• [Tugas dan Latihan]
- 1) Dalam cuplikan tentang lab IT sekolah, dengan apa komputer di dalam ruangan itu ditutup?
- 2) Teruskan cuplikan tentang lab IT sekolah, dimulai setelah kalimat terakhirnya.

··· Cuplikan Teks ···

Lab.IT dan lab. Hardware yang ber-AC itu tidak selalu di buka, sering saya ngadem didepan ruangan itu untuk menikmati sisa-sisa dinginnya AC dari celah-celah bawah pintunya. Memang, sesekali ruangan itu di buka untuk di bersihkan Office boy sekolah. Isinya memang komputer, tetapi di tutup dengan kain. Kalau dalam perfileman, ini tampak semacam adegan horror yang benda keramatnya di tutup dengan kain putih dan di masukan di dalam ruangan lembab dan gelap. Persis..
Komputer itu sangat disayangkan tidak terjamah oleh kami, menjadi semacam barang pajangan yang perawan. Mereka di penjara seketat mungkin. Di hindarkan dari tangan-tangan yang sudah membayar dan memberinya asupan.
Bahkan saya sempat merasa, betapa beruntungnya office boy sekolah yang lebih sering masuk di ruangan itu ketimbang kami yang sudah menguras uang orang tua membayarnya mahal-mahalan.

··· Bahan yang Disediakan ···

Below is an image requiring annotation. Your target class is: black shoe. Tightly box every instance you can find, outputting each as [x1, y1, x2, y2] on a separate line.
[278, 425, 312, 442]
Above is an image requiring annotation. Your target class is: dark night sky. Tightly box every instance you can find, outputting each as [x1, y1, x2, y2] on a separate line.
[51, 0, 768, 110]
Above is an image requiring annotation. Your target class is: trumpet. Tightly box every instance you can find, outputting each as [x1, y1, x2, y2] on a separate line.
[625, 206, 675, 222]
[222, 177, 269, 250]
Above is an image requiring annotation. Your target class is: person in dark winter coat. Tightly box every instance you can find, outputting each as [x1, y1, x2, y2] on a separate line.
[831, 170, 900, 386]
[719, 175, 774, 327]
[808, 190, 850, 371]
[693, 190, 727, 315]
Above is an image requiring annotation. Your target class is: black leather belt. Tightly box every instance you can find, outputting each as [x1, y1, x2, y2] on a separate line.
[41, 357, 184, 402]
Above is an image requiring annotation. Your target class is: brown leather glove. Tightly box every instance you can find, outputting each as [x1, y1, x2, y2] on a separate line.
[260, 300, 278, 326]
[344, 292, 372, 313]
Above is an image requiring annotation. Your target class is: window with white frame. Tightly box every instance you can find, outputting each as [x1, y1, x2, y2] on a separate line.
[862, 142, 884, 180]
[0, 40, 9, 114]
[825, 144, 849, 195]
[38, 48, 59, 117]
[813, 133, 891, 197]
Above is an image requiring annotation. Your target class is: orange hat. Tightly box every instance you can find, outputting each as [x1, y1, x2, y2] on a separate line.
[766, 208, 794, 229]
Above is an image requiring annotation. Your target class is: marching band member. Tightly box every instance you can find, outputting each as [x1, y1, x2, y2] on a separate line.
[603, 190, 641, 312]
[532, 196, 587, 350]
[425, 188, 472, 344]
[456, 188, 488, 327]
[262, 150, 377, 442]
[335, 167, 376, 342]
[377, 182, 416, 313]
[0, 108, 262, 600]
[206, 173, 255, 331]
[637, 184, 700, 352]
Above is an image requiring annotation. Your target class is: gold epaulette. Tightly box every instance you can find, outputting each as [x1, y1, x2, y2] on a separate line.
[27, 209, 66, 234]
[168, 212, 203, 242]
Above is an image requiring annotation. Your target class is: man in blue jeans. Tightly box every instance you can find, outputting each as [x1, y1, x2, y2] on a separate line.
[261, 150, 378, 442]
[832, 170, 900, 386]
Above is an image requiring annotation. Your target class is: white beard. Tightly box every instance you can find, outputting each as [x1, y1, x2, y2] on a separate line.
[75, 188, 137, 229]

···

• [Jawaban Tugas]
- 1) Komputer di ruangan itu ditutup dengan kain.

- 2)
Tapi terlepas dari itu, kekurangan dan keterbatasan saya pada bidang saya dalam hal praktek akhirnya membuat saya menjadi pribadi yang mandiri. Saya tidak pernah masalah ketika komputer rumah saya menjadi korban keingintahuan saya terhadap benda-benda keras komputer, karena saya yakin betul komputer yang ada di rumah tidak di beli dengan uang jajan saya. Sumpah deh !! Paling mentok hal terbesar yang terjadi adalah saya bisa membongkarnya dan akan menyerahkan dengan bahagia ke tukang service komputer ketika saya tidak bisa merakitnya seperti semula #Senyumsempurna. Yaah.. ambil positif-nya saja, mungkin rezki tukang service di berikan Tuhan melalui saya. Begitu kira-kira.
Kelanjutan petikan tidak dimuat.